**Activity:** All of the entries need to be written out again, exactly as they are.

**Given records:**
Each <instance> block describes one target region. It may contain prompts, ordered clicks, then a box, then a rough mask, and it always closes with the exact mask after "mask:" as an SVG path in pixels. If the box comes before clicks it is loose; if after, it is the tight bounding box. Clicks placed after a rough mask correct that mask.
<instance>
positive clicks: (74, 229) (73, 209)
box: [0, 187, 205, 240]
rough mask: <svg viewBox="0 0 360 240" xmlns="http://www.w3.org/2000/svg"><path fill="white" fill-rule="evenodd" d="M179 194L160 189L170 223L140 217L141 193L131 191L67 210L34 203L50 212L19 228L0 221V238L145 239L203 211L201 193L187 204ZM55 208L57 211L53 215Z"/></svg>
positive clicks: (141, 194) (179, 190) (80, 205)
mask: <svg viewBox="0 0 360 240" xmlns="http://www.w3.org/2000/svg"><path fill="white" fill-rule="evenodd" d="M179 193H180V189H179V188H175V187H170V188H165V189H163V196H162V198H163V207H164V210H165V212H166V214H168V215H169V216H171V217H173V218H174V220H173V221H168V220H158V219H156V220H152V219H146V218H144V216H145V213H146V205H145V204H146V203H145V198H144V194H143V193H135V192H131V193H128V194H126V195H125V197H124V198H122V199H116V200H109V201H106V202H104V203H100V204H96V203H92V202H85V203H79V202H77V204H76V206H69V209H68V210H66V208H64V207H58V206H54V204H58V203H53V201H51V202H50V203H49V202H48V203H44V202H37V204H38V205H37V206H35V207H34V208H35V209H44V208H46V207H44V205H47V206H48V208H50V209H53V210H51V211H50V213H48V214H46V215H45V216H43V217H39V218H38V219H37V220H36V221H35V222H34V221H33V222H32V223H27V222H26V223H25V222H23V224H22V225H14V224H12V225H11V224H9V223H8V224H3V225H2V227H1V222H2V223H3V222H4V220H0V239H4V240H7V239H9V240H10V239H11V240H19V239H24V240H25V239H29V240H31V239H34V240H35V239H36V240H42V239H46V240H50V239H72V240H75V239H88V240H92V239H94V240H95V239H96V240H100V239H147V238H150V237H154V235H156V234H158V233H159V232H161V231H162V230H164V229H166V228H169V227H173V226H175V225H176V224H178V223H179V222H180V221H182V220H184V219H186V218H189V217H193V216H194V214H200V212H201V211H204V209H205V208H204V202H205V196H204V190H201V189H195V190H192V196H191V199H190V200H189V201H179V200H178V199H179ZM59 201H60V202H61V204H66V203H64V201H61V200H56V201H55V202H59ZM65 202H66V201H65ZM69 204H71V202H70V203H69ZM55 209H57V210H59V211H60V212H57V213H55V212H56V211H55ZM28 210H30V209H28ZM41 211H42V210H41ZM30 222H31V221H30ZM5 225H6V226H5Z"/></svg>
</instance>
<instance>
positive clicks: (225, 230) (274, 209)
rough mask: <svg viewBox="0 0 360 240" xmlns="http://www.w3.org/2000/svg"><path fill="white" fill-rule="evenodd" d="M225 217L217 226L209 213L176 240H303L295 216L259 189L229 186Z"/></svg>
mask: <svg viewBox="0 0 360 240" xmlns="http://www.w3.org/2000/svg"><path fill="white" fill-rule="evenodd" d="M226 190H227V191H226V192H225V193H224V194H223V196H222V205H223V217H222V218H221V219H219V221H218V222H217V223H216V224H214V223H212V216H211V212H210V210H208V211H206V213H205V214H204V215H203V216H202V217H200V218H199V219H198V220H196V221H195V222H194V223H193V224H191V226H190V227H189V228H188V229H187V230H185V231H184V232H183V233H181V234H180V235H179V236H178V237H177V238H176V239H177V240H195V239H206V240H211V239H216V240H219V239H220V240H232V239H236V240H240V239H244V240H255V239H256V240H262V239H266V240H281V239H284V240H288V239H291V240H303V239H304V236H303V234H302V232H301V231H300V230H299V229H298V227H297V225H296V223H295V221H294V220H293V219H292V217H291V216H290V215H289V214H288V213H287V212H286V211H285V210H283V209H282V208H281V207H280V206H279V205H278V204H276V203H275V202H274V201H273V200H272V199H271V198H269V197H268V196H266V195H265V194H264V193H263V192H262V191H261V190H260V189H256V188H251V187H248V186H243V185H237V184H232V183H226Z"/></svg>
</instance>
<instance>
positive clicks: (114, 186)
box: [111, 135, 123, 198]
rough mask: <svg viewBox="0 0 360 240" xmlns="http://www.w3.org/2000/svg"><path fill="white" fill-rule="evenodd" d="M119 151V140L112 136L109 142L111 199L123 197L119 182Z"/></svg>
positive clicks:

**Solution below:**
Each <instance> block describes one target region. It may contain prompts, ordered clicks, then a box, then a rough mask, and it always closes with the exact mask after "mask:" as an SVG path in pixels. If the box comes before clicks it is loose; if after, it is the tight bounding box. Clicks placed after a rough mask correct that mask.
<instance>
positive clicks: (74, 229) (73, 209)
box: [0, 187, 205, 240]
rough mask: <svg viewBox="0 0 360 240" xmlns="http://www.w3.org/2000/svg"><path fill="white" fill-rule="evenodd" d="M179 194L160 189L170 223L140 217L141 193L131 191L67 210L34 203L50 212L19 228L0 221V238L145 239L203 211L201 193L187 204ZM55 208L57 211L53 215Z"/></svg>
positive clicks: (141, 194) (179, 190) (80, 205)
mask: <svg viewBox="0 0 360 240" xmlns="http://www.w3.org/2000/svg"><path fill="white" fill-rule="evenodd" d="M179 193H180V189H179V188H175V187H170V188H165V189H163V196H162V198H163V207H164V210H165V212H166V214H168V215H169V216H171V217H173V218H174V220H173V221H168V220H158V219H156V220H152V219H146V218H144V216H145V213H146V205H145V204H146V203H145V198H144V194H143V193H135V192H131V193H128V194H126V195H125V197H124V198H122V199H116V200H109V201H106V202H104V203H100V204H96V203H92V202H85V203H79V202H77V204H76V206H69V209H68V210H66V208H64V207H58V206H54V204H58V203H53V201H51V202H50V203H49V202H48V203H44V202H37V204H38V205H37V206H35V207H34V208H35V209H44V208H46V207H44V205H47V206H48V208H50V209H53V210H51V211H50V213H48V214H46V215H45V216H43V217H39V218H38V219H37V220H36V221H35V222H34V221H33V222H32V223H27V222H26V223H25V222H23V224H22V225H14V224H12V225H11V224H9V223H8V224H3V225H2V227H1V222H2V223H3V222H4V220H0V239H4V240H7V239H9V240H10V239H11V240H19V239H24V240H25V239H29V240H31V239H34V240H35V239H36V240H42V239H46V240H50V239H72V240H75V239H88V240H92V239H94V240H95V239H96V240H100V239H147V238H150V237H154V235H156V234H158V233H159V232H161V231H162V230H164V229H166V228H169V227H173V226H175V225H176V224H178V223H179V222H180V221H182V220H184V219H186V218H189V217H193V216H194V214H200V212H201V211H204V209H205V208H204V202H205V196H204V190H201V189H195V190H192V196H191V199H190V200H189V201H179V200H178V199H179ZM59 201H60V202H61V204H66V203H64V201H61V200H56V201H55V202H59ZM65 202H66V201H65ZM69 204H71V202H70V203H69ZM55 209H57V210H59V211H60V212H57V213H55V212H56V211H55ZM28 210H30V209H28ZM41 211H42V210H41ZM30 222H31V221H30ZM5 225H6V226H5Z"/></svg>
</instance>
<instance>
positive clicks: (225, 230) (274, 209)
rough mask: <svg viewBox="0 0 360 240" xmlns="http://www.w3.org/2000/svg"><path fill="white" fill-rule="evenodd" d="M225 217L217 226L209 213L176 240H303L295 216L259 189L229 186Z"/></svg>
mask: <svg viewBox="0 0 360 240" xmlns="http://www.w3.org/2000/svg"><path fill="white" fill-rule="evenodd" d="M226 190H227V191H226V192H225V193H224V194H223V196H222V205H223V217H222V218H221V219H219V221H218V222H217V223H216V224H214V223H212V216H211V212H210V210H208V211H206V213H205V214H204V215H203V216H202V217H200V218H199V219H198V220H196V221H195V222H194V223H193V224H191V226H190V227H189V228H188V229H187V230H185V231H184V232H183V233H181V234H180V235H179V236H178V237H177V238H176V239H177V240H195V239H206V240H211V239H216V240H219V239H220V240H232V239H236V240H240V239H244V240H255V239H256V240H262V239H266V240H281V239H284V240H288V239H291V240H303V239H304V236H303V234H302V232H301V231H300V230H299V229H298V227H297V225H296V223H295V221H294V220H293V219H292V217H291V216H290V215H289V214H288V213H287V212H286V211H285V210H283V209H282V208H281V207H280V206H279V205H278V204H276V203H275V202H274V201H273V200H272V199H271V198H269V197H268V196H266V195H265V194H264V193H263V192H262V191H261V190H260V189H256V188H251V187H248V186H243V185H237V184H232V183H226Z"/></svg>
</instance>
<instance>
positive clicks: (114, 186)
box: [111, 135, 123, 198]
rough mask: <svg viewBox="0 0 360 240" xmlns="http://www.w3.org/2000/svg"><path fill="white" fill-rule="evenodd" d="M119 151V140L112 136L109 142L111 199L123 197L119 182Z"/></svg>
positive clicks:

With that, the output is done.